--- start of ROWS ---

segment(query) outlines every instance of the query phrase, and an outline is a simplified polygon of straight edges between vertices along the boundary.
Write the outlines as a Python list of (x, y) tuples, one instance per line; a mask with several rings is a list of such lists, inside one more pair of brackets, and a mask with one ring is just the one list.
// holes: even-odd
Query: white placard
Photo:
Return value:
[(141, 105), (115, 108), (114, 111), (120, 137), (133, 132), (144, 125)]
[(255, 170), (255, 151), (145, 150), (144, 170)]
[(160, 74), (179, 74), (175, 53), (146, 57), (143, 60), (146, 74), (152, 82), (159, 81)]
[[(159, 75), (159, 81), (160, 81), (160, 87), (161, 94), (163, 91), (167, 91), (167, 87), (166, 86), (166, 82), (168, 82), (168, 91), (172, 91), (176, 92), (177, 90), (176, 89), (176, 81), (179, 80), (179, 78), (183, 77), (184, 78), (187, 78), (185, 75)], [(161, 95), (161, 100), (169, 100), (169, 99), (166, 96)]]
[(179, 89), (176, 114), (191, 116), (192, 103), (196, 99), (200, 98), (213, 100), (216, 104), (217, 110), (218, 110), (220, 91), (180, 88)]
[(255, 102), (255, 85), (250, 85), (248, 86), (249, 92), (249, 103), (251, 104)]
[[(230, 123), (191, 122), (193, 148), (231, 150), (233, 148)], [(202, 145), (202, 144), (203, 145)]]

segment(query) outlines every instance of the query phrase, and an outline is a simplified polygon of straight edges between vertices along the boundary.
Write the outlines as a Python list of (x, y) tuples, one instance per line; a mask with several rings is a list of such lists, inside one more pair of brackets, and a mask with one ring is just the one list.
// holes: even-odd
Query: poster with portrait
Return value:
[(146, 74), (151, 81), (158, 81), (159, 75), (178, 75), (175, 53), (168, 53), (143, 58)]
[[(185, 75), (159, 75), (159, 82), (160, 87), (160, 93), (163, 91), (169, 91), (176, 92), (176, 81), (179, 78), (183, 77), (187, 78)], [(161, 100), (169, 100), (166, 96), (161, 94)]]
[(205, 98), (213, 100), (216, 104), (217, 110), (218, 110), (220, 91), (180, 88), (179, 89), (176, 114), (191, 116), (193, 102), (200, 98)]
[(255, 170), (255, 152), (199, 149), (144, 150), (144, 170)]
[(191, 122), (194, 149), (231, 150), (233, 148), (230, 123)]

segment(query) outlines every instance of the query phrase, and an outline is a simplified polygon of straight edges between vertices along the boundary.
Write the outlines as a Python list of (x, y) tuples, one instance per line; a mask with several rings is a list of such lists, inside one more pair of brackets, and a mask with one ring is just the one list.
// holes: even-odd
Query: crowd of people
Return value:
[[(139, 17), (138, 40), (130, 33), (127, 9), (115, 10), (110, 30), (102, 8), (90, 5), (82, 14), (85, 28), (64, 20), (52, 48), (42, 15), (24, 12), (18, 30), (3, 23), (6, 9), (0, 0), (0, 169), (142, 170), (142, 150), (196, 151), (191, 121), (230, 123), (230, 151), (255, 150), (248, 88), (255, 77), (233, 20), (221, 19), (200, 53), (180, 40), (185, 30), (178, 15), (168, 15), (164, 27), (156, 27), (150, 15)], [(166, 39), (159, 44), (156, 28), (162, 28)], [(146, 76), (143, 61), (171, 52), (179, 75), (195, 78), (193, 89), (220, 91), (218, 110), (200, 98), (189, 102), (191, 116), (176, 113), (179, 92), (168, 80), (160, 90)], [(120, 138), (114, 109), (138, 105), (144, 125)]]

--- end of ROWS ---

EXERCISE INSTRUCTIONS ▸
Please reproduce every line of the records above, in order and without any change.

OUTPUT BELOW ▸
segment(query) outlines every instance of the query phrase, and an outline is a simplified polygon of straight edges between vertices along the boundary.
Write the outlines as a Python list of (x, y) tuples, one instance per line; a mask with several rings is a list of such lists, inside one more pair of brackets, and a mask with one ring is just the one list.
// holes: even-odd
Query: white placard
Photo:
Return value:
[(141, 105), (115, 108), (114, 111), (120, 137), (133, 132), (144, 125)]
[(255, 170), (255, 151), (145, 150), (144, 170)]
[(160, 74), (179, 74), (175, 53), (146, 57), (143, 60), (146, 74), (152, 82), (159, 81)]
[[(159, 75), (159, 81), (160, 81), (160, 87), (161, 94), (163, 91), (167, 91), (167, 87), (166, 86), (166, 82), (168, 82), (168, 91), (172, 91), (176, 92), (177, 90), (176, 89), (176, 81), (179, 80), (179, 78), (183, 77), (184, 78), (187, 78), (185, 75)], [(161, 95), (161, 100), (169, 100), (169, 99), (166, 96)]]
[(179, 89), (176, 114), (191, 116), (192, 103), (196, 99), (200, 98), (213, 100), (216, 104), (217, 110), (218, 110), (220, 91), (180, 88)]
[(255, 102), (255, 85), (250, 85), (248, 86), (249, 92), (249, 103), (251, 104)]
[[(230, 123), (191, 122), (193, 148), (231, 150), (233, 148)], [(202, 145), (202, 144), (203, 145)]]

segment(query) outlines every instance of the query phrase, and an outline is a simplified polygon of straight edges between vertices along the boundary.
Write the outlines as a Python list of (x, y) tuples, one instance per line; a mask with several rings is a list of such lists, inside one more pair of brackets, and a mask with one ring is just the one list.
// holes: even-odd
Query: poster with portrait
Return value:
[(146, 74), (151, 81), (158, 81), (159, 75), (178, 75), (175, 53), (168, 53), (143, 58)]
[[(185, 75), (159, 75), (159, 82), (160, 87), (160, 93), (163, 91), (169, 91), (176, 92), (176, 81), (179, 78), (183, 77), (187, 78)], [(161, 100), (169, 100), (166, 96), (161, 94)]]
[(205, 98), (213, 100), (216, 104), (217, 110), (218, 110), (220, 91), (180, 88), (179, 89), (176, 114), (191, 116), (193, 102), (200, 98)]
[(255, 170), (255, 152), (199, 149), (144, 150), (144, 170)]
[(191, 122), (194, 149), (231, 150), (233, 148), (230, 123)]

segment(query) outlines every instance of the query phrase, and an outline is a simplified polygon of straight edges between vertices along the boundary.
Write the outlines as a Python list of (x, y) tuples, one instance per line; a mask with several rings is a list of such lists, inside one more pair of brackets, and a mask with one ring is just the one list.
// holes: even-odd
Query: crowd of people
Return value:
[[(139, 17), (138, 40), (130, 33), (127, 9), (115, 10), (110, 30), (102, 8), (90, 5), (82, 14), (85, 28), (64, 20), (52, 48), (42, 15), (24, 12), (18, 30), (3, 23), (6, 9), (0, 0), (0, 169), (142, 170), (142, 150), (196, 151), (191, 121), (230, 123), (230, 151), (255, 150), (248, 88), (255, 77), (233, 20), (221, 19), (200, 53), (180, 40), (185, 30), (178, 15), (168, 15), (164, 27), (156, 27), (150, 15)], [(166, 39), (159, 44), (156, 28), (162, 28)], [(146, 76), (143, 61), (171, 52), (179, 75), (195, 78), (193, 89), (220, 91), (218, 110), (200, 98), (189, 102), (191, 116), (176, 113), (179, 92), (168, 80), (160, 90)], [(120, 138), (114, 109), (138, 105), (144, 125)]]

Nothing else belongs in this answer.